* THE PROBLEM
From the entries below, retype only the lines from the one with "Target: bicycle wheel" through the one with "-- sample [472,471].", exactly as written.

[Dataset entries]
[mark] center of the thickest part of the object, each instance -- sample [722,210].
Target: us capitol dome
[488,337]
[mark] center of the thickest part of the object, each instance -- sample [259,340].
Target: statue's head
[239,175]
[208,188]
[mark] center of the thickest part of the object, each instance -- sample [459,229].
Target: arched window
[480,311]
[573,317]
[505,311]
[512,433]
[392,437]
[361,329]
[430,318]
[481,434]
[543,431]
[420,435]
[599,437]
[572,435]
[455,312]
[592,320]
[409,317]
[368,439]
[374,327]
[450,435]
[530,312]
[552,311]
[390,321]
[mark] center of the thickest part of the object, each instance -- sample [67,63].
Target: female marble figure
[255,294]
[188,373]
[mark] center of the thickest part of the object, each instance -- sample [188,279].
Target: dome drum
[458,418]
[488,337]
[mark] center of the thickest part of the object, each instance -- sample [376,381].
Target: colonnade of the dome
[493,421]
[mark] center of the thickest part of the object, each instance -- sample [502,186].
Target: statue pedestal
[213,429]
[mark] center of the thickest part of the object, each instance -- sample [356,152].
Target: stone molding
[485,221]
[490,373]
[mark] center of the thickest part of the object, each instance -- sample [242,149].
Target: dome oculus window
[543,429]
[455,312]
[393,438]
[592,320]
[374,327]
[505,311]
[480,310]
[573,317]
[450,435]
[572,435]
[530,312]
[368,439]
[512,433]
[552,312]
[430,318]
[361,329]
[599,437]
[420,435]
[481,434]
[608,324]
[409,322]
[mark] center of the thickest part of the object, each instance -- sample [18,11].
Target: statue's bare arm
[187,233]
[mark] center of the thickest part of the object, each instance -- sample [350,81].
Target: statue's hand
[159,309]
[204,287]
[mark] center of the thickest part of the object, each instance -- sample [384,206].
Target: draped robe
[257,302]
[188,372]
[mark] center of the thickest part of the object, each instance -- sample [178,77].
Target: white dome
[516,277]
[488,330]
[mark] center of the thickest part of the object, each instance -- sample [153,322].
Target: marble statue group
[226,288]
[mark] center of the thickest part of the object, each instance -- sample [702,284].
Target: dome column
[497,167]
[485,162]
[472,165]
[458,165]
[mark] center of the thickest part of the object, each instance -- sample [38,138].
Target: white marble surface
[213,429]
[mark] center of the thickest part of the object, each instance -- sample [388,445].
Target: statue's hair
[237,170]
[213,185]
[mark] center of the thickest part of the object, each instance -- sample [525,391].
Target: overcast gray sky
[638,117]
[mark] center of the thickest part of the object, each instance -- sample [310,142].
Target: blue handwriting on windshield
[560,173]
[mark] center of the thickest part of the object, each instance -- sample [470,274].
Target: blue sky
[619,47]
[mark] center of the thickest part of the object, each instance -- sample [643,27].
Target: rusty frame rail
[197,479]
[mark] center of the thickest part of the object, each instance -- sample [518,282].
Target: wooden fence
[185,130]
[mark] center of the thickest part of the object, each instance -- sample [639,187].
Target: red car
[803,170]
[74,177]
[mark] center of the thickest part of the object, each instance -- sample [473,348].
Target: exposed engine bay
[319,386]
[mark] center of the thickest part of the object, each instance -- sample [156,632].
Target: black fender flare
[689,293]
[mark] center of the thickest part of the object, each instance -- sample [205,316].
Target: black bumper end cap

* * *

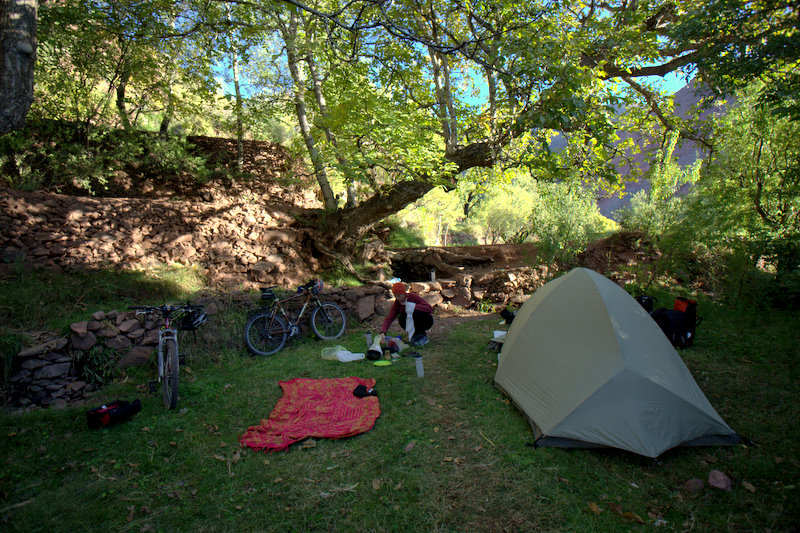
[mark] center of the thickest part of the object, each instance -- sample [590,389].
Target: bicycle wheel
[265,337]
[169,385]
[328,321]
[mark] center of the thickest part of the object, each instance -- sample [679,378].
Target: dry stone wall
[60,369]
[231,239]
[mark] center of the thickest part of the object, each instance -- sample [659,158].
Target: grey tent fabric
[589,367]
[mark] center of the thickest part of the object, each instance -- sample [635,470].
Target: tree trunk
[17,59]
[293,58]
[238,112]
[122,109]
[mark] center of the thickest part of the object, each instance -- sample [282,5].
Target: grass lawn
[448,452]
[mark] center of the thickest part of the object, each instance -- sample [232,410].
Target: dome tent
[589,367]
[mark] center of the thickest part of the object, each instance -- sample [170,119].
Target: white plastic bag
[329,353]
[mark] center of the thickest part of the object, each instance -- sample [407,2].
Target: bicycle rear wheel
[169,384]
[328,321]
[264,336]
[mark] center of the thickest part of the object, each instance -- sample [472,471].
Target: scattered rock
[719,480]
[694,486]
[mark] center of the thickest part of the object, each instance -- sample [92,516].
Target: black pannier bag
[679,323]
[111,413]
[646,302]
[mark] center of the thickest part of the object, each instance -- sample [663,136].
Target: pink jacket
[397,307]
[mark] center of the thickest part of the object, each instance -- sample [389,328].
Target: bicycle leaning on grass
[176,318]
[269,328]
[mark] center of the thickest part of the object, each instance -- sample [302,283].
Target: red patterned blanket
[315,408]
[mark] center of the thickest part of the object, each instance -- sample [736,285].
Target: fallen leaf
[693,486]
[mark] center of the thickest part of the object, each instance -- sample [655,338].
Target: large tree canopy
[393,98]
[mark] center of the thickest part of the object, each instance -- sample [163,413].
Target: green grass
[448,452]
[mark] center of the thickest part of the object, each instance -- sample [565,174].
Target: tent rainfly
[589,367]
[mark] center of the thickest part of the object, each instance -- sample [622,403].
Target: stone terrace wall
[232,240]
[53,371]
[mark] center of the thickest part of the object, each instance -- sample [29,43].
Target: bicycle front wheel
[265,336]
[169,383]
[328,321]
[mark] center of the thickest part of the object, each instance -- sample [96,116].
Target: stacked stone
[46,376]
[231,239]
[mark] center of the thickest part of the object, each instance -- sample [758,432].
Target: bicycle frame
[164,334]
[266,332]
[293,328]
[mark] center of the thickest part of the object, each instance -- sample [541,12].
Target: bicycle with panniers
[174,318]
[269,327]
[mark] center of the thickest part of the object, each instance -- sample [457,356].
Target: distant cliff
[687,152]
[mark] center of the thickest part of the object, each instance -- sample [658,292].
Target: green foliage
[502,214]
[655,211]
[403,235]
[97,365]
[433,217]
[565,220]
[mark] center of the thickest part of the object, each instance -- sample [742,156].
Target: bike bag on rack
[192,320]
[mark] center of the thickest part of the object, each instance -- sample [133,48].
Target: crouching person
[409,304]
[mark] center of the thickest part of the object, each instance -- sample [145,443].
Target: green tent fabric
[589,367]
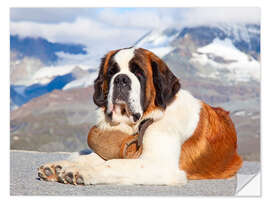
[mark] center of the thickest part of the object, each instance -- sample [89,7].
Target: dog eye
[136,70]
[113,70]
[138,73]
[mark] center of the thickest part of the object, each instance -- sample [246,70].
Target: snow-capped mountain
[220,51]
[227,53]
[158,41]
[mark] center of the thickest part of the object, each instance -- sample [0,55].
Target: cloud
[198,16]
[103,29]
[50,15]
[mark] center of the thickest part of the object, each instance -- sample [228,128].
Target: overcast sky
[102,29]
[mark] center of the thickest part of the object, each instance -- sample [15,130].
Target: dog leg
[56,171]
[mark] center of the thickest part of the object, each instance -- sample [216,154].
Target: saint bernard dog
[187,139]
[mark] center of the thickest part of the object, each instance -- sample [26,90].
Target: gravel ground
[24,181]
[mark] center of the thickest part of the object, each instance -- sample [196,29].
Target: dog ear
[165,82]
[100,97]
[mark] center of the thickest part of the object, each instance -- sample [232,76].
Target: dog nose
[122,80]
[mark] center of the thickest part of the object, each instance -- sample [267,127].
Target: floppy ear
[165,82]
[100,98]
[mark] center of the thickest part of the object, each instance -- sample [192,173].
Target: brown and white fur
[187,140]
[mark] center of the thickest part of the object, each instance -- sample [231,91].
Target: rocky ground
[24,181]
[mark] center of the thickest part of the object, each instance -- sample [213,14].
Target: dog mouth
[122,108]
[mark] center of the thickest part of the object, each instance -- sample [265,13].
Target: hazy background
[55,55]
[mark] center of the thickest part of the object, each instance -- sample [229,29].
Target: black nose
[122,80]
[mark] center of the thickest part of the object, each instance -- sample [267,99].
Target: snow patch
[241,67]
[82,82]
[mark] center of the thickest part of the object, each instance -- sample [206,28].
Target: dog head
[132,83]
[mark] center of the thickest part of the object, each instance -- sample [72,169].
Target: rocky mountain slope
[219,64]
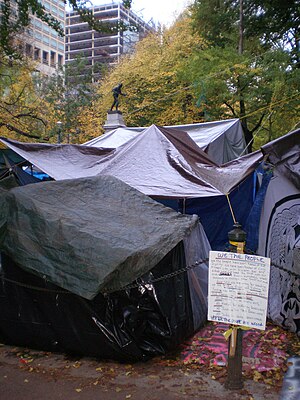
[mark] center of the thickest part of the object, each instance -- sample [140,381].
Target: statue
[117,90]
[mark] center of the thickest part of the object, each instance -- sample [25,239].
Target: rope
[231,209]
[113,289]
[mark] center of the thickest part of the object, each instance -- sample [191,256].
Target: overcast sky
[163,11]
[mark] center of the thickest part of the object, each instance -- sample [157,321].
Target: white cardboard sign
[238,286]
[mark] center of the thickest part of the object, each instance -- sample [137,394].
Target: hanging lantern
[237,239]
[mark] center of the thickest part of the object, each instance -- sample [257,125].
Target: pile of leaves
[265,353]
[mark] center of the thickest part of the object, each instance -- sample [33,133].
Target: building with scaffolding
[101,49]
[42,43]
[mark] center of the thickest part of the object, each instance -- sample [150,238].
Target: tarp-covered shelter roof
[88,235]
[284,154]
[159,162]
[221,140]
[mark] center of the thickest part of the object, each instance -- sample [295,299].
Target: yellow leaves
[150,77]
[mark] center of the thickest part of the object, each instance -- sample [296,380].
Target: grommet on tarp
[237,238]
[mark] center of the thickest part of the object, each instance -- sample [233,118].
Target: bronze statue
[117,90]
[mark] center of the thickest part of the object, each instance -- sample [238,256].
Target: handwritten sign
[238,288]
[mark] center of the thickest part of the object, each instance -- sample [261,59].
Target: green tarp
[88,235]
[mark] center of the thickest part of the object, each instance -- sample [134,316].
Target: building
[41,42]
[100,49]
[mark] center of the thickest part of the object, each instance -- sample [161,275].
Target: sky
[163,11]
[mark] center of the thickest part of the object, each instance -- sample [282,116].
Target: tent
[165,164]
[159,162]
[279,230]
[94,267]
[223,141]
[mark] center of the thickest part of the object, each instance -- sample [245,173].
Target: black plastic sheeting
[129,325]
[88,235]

--

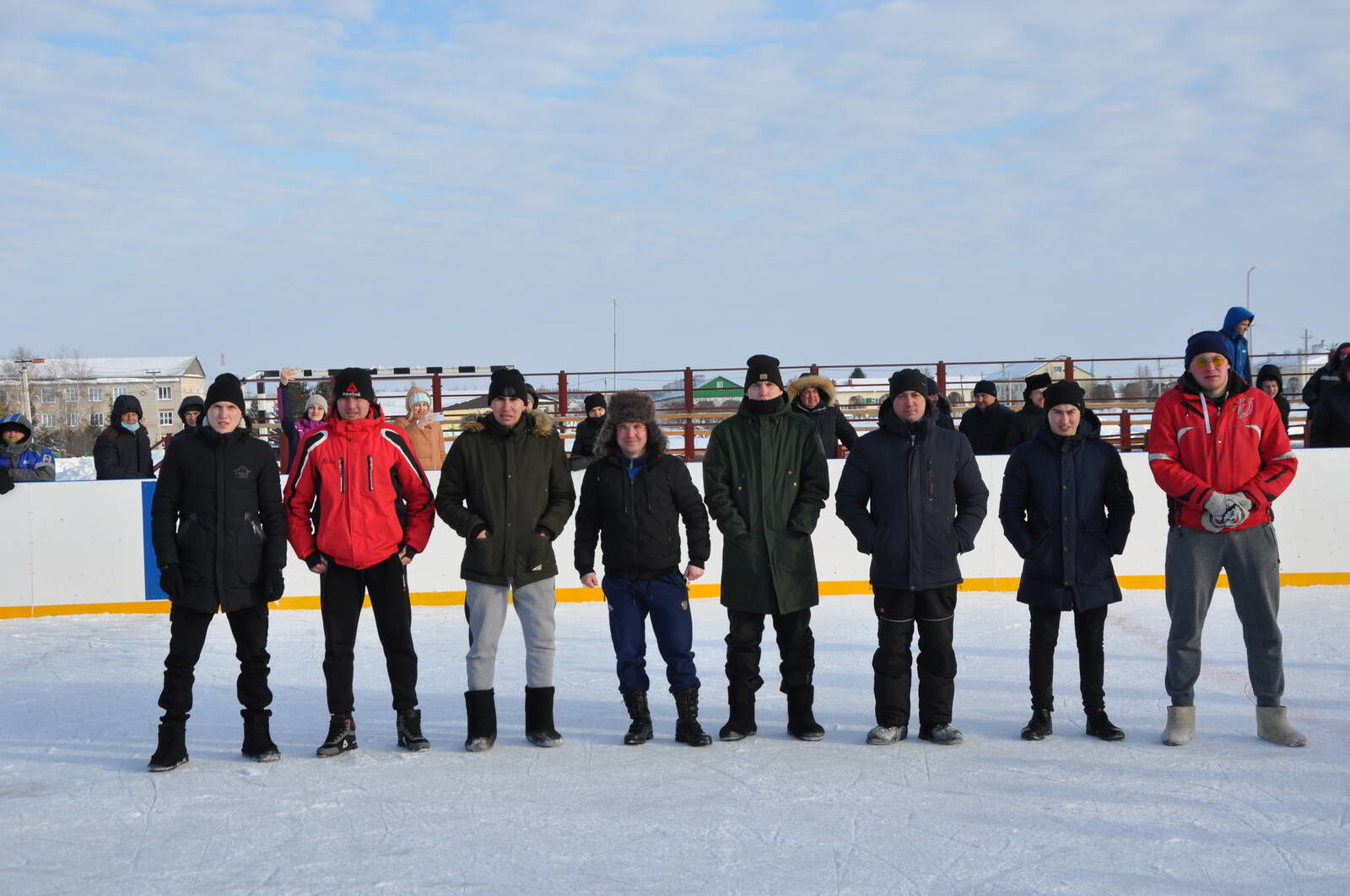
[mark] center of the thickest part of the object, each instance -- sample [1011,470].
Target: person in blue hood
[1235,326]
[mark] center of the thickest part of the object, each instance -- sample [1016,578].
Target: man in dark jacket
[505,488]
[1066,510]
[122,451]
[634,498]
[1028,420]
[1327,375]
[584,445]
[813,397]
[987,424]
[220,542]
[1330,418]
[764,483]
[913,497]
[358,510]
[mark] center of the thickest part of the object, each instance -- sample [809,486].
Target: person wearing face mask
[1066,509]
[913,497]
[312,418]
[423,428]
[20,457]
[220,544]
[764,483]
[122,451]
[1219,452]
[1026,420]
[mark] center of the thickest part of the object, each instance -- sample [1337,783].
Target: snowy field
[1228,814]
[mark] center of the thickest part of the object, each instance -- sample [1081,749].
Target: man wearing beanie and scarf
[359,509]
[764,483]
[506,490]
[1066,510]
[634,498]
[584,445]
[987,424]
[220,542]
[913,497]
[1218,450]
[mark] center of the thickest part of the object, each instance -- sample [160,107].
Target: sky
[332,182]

* EXPECTED OUTPUT
Target: bicycle wheel
[265,337]
[169,385]
[328,321]
[mark] center of the thickest part of the object, each instance -- sample [679,378].
Target: dry stone wall
[60,369]
[231,239]
[mark] center of the thickest part of the object, each instance -- sample [659,158].
Target: grey tent fabric
[589,367]
[mark] center of the thickest part of the object, each instance -- sample [635,470].
Target: tree trunk
[17,59]
[293,58]
[238,112]
[122,109]
[mark] center of the thickest part of the object, each instance -- sample [282,5].
Target: grass lawn
[448,452]
[mark] center of the thickest part of the object, each instance -- sample [232,410].
Target: dome tent
[589,367]
[mark] center of the thickest part of the object, each instance -- sample [170,119].
Target: white plastic bag
[329,353]
[mark] center of the thickest part of the object, each instance -- sample [407,2].
Target: bicycle rear wheel
[169,384]
[328,321]
[264,336]
[mark] center of the thickest part of the object, each instance -- sample [472,471].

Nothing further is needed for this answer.